▶ [Records for this exercise]:
##############################
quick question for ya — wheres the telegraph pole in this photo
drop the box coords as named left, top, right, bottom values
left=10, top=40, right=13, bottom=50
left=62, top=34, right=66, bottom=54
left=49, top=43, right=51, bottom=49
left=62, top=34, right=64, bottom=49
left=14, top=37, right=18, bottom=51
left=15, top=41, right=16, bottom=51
##############################
Every entry is to be returned exactly, with nothing dropped.

quick question for ya — wheres the telegraph pole in this photo
drop the box coords as named left, top, right, bottom values
left=10, top=40, right=13, bottom=50
left=62, top=34, right=66, bottom=54
left=49, top=43, right=51, bottom=49
left=62, top=34, right=64, bottom=49
left=14, top=37, right=18, bottom=51
left=15, top=41, right=16, bottom=51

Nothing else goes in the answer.